▶ [TASK TO CARRY OUT]: Copy out the lines from the line with "Get the grass pitch." to the line with "[165,88,220,168]", both included, keeping the request lines and multiplying each bounding-box coordinate by 0.9, rounded to the nearest whole number with halves rounded up.

--- BEGIN ---

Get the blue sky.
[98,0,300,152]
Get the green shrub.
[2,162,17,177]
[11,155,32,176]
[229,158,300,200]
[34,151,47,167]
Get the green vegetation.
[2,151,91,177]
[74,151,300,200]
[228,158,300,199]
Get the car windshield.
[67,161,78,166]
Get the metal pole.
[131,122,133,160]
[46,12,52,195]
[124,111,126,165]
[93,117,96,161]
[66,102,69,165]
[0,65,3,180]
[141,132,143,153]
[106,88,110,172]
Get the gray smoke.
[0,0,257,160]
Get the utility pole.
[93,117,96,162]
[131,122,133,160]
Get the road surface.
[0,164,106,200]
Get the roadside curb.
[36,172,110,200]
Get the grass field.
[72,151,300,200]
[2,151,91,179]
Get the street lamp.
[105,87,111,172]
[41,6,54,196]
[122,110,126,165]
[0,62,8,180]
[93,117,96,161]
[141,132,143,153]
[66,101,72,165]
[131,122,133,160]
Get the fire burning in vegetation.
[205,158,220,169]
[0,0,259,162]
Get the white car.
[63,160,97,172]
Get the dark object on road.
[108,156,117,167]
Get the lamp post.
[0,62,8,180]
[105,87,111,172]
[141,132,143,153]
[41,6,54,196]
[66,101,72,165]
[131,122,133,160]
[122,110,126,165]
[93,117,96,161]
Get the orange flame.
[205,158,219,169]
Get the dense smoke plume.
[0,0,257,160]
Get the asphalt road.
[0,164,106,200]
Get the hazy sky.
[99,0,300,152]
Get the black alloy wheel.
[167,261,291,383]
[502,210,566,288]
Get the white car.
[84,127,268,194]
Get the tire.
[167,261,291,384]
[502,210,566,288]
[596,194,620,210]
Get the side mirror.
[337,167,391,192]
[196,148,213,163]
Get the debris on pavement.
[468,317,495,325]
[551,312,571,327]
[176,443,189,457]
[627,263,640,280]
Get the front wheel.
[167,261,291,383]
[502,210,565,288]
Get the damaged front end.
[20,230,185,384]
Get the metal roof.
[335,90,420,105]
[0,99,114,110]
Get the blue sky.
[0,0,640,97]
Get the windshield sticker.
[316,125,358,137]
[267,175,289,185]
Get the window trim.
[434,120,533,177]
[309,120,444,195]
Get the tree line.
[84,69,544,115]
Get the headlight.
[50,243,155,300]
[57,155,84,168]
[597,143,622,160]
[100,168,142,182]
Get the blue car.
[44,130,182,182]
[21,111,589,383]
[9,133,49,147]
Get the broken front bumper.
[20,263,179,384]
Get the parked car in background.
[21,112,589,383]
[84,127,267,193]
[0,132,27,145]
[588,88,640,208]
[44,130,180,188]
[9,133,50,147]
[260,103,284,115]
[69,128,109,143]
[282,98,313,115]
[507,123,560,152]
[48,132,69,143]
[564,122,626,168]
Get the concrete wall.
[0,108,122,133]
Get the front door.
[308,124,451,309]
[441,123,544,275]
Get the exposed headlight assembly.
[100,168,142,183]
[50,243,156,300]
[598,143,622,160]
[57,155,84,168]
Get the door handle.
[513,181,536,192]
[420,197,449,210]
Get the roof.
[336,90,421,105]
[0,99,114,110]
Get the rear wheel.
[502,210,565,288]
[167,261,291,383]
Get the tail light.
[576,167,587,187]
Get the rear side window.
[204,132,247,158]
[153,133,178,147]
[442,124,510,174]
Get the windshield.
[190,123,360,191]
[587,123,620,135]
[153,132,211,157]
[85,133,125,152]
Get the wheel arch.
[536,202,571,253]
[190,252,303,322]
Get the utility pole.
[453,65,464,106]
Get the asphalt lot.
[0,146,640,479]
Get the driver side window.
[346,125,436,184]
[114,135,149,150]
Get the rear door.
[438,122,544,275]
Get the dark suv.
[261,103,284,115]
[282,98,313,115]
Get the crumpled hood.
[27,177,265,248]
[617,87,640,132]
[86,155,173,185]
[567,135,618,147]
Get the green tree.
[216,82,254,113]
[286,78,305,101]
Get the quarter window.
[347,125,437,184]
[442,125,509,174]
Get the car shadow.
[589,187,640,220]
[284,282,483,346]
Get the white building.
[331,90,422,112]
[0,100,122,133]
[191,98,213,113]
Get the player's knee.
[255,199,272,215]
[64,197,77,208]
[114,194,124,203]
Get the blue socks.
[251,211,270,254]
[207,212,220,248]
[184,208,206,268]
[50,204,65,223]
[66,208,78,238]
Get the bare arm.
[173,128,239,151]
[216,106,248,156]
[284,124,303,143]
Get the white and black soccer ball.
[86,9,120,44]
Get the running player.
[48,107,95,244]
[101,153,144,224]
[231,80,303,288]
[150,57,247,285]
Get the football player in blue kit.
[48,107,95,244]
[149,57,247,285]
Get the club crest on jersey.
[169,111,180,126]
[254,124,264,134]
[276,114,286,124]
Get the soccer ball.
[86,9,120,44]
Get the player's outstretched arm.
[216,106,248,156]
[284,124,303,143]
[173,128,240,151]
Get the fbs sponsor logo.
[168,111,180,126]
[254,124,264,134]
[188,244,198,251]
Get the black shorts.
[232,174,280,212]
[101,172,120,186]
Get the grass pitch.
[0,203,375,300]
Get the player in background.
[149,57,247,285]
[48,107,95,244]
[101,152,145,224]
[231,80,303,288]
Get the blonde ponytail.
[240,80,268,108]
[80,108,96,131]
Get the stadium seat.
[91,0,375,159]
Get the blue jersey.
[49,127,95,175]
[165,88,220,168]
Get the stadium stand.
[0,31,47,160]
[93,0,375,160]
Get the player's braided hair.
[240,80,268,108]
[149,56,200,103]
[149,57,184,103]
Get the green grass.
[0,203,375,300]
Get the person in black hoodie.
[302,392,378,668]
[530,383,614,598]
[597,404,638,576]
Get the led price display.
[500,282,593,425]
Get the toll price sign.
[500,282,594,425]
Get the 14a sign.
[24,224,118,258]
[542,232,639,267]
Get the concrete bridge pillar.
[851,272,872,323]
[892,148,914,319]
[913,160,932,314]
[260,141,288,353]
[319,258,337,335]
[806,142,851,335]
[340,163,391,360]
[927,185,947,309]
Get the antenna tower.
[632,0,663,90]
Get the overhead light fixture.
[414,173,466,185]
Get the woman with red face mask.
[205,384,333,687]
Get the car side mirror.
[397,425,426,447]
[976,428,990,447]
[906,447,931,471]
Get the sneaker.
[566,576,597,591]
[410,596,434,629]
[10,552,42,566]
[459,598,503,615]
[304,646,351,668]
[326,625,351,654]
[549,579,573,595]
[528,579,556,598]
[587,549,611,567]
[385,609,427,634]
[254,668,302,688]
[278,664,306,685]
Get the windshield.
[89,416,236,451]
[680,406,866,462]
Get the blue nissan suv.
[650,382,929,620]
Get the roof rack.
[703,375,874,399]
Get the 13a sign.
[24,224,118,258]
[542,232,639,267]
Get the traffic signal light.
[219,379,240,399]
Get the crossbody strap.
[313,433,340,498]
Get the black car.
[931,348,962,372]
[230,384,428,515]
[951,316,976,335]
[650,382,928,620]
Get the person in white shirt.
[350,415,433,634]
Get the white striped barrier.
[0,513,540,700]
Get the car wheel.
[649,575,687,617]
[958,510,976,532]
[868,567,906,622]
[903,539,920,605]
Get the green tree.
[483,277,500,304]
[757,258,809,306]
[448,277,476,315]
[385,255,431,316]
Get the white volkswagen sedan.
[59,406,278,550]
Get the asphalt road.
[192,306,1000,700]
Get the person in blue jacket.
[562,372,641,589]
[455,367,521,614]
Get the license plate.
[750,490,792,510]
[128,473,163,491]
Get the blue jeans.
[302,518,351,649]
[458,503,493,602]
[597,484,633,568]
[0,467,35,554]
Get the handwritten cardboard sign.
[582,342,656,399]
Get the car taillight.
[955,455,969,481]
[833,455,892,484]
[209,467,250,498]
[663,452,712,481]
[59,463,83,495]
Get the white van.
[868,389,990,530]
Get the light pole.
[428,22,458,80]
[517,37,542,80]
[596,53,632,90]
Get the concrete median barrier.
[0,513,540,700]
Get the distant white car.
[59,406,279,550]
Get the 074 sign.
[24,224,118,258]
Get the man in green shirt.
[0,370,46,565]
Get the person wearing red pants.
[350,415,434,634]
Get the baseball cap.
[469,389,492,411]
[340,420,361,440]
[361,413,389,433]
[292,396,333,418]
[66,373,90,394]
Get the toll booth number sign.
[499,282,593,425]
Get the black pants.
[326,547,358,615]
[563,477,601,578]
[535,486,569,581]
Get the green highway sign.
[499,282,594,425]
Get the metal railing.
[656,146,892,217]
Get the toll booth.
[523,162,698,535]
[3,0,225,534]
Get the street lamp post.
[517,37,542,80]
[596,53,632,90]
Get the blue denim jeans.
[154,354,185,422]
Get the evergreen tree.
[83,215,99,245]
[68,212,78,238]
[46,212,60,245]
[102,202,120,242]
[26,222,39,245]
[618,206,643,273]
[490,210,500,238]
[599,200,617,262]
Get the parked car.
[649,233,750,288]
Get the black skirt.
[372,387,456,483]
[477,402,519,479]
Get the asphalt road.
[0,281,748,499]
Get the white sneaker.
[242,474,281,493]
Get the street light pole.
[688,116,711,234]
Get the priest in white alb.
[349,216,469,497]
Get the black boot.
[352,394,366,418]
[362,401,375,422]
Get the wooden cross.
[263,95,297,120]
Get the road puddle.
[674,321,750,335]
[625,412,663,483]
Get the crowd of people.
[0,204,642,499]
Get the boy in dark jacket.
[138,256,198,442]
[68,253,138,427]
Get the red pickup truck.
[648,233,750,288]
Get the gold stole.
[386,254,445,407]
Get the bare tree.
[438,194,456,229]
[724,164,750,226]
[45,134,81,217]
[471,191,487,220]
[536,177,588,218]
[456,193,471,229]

--- END ---

▶ [WRITTEN ANSWER]:
Get the grass pitch.
[0,183,338,270]
Get the player in background.
[134,51,222,257]
[43,96,86,220]
[91,137,131,202]
[208,72,273,259]
Get the blonde ponytail.
[216,72,241,97]
[72,97,86,118]
Get the stadium seat.
[82,0,338,143]
Get the blue jersey.
[44,114,86,158]
[149,79,198,151]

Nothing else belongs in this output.